Return every record in full. Match each one exactly.

Referring expression pointing data:
■ ■ ■ ■
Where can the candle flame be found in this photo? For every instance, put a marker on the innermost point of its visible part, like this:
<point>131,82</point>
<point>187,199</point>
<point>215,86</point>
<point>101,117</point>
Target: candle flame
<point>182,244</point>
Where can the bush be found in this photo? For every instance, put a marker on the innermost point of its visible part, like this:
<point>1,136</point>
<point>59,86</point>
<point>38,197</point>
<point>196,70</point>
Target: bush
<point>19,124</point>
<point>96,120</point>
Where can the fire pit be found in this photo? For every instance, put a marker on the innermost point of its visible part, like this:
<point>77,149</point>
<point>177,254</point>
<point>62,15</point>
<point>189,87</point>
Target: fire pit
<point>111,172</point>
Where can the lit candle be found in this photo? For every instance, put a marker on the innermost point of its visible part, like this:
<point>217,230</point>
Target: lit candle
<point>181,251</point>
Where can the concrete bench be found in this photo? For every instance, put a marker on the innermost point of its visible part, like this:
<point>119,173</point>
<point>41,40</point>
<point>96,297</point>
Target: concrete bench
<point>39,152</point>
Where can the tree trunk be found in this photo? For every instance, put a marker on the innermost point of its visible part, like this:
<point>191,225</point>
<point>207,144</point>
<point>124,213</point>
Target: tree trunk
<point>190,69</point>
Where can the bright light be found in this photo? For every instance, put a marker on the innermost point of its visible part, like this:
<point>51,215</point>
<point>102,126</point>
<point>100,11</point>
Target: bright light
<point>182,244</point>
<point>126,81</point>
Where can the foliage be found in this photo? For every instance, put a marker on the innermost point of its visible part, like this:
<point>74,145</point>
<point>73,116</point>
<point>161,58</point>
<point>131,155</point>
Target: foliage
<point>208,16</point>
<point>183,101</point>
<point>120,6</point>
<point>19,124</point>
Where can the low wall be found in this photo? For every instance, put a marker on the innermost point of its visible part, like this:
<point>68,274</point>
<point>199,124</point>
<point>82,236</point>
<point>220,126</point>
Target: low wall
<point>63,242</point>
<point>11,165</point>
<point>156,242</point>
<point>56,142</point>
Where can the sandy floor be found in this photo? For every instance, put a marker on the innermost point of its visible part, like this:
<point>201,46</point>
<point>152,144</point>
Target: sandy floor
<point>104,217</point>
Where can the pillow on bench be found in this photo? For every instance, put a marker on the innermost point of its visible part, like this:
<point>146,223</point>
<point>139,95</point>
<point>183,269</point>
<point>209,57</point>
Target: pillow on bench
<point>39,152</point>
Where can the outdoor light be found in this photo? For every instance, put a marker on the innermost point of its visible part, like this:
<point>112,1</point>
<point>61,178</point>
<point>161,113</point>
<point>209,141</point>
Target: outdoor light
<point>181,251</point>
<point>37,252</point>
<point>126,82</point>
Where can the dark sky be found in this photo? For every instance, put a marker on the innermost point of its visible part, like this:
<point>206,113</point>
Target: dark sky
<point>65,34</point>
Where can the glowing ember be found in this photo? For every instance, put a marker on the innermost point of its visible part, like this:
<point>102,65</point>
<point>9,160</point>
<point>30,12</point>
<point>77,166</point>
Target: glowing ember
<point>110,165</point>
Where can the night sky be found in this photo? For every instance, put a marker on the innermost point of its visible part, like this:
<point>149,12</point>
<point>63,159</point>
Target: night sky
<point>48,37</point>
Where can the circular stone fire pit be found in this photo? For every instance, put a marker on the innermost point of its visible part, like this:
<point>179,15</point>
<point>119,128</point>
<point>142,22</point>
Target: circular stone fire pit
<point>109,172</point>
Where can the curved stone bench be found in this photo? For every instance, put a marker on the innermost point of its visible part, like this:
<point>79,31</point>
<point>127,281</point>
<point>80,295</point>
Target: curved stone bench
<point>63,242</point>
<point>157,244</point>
■ ■ ■ ■
RESPONSE AREA:
Where can the candle flame be found in this photo? For every instance, put a marker on the innermost point of its visible part, like this:
<point>131,82</point>
<point>187,199</point>
<point>215,86</point>
<point>101,117</point>
Target: candle flame
<point>182,244</point>
Where can the bush be found in this photo? For every instance, put a marker on the innermost point of its visible part, like this:
<point>1,136</point>
<point>59,86</point>
<point>38,197</point>
<point>196,70</point>
Target: bush
<point>19,124</point>
<point>96,120</point>
Where can the fire pit be found in this photo? For every instance, put a marker on the innermost point of its visible part, like this:
<point>77,149</point>
<point>177,254</point>
<point>62,15</point>
<point>189,87</point>
Target: fire pit
<point>111,172</point>
Where can the lit candle be found in this photo? For every instance, put a marker on the innermost point of its visible part, like this:
<point>217,230</point>
Target: lit candle
<point>181,251</point>
Where can the concrete bench be found in this photo? For every instance, put a marker on the innermost point of its visible part, like this:
<point>119,173</point>
<point>41,40</point>
<point>96,297</point>
Target: concrete bench
<point>39,152</point>
Where can the tree trunk be found in this photo? For every instance, put a marker on the innermost point of its visible part, like this:
<point>191,225</point>
<point>207,144</point>
<point>124,213</point>
Target: tree trunk
<point>190,69</point>
Where can the bright light be found in this photo? For every instance, put a marker on the innermost point of its visible part, like this:
<point>51,215</point>
<point>102,126</point>
<point>100,11</point>
Target: bright light
<point>182,244</point>
<point>126,81</point>
Where can the foliage be found in this photo? For every instance, put a marker on the innermost point of its visible part, like this:
<point>74,145</point>
<point>73,116</point>
<point>161,58</point>
<point>131,155</point>
Target: foliage
<point>208,16</point>
<point>183,101</point>
<point>120,6</point>
<point>19,124</point>
Where can the low wall be found in this photo? For every instance, put a marker on the innermost point of its visible part, like this:
<point>68,274</point>
<point>199,124</point>
<point>82,236</point>
<point>220,126</point>
Target: low wall
<point>63,242</point>
<point>11,165</point>
<point>156,242</point>
<point>56,142</point>
Where can the sandy floor be found in this photo? For every instance, put a marker on the innermost point of its visible part, like this:
<point>201,46</point>
<point>152,144</point>
Target: sandy floor
<point>104,217</point>
Where can the pillow on bench be found in this photo? For every instance, put a marker on the innermost point of its visible part, like this:
<point>146,223</point>
<point>139,95</point>
<point>183,269</point>
<point>209,57</point>
Target: pillow on bench
<point>39,152</point>
Where can the outdoor light be found in this photo? For every instance, put a marker on the innermost point of its visible part, like this:
<point>112,1</point>
<point>61,178</point>
<point>161,113</point>
<point>209,141</point>
Target: outdoor light
<point>181,251</point>
<point>37,252</point>
<point>126,82</point>
Where can the dark sky be found in this photo? For every instance, put a marker on the innermost point of its visible part, like this:
<point>206,113</point>
Target: dark sky
<point>65,34</point>
Where can the glowing ember be found in this photo? For every instance, put a marker on the innermost point of its visible part, like this:
<point>102,65</point>
<point>9,160</point>
<point>30,12</point>
<point>77,166</point>
Target: glowing ember
<point>110,165</point>
Where can the night sky be found in this photo? For every instance, put a marker on the innermost point of its visible part, like this:
<point>149,12</point>
<point>63,159</point>
Target: night sky
<point>48,37</point>
Where can the circular stone fire pit be found in this photo? For every instance, put a marker on the innermost point of its visible part, like this:
<point>179,15</point>
<point>119,128</point>
<point>142,22</point>
Target: circular stone fire pit
<point>109,172</point>
Where can the curved stone bench be found in this photo? For every instance, put a marker on the innermost point of its visible part, like this:
<point>79,31</point>
<point>127,281</point>
<point>80,295</point>
Target: curved stone bench
<point>63,242</point>
<point>157,244</point>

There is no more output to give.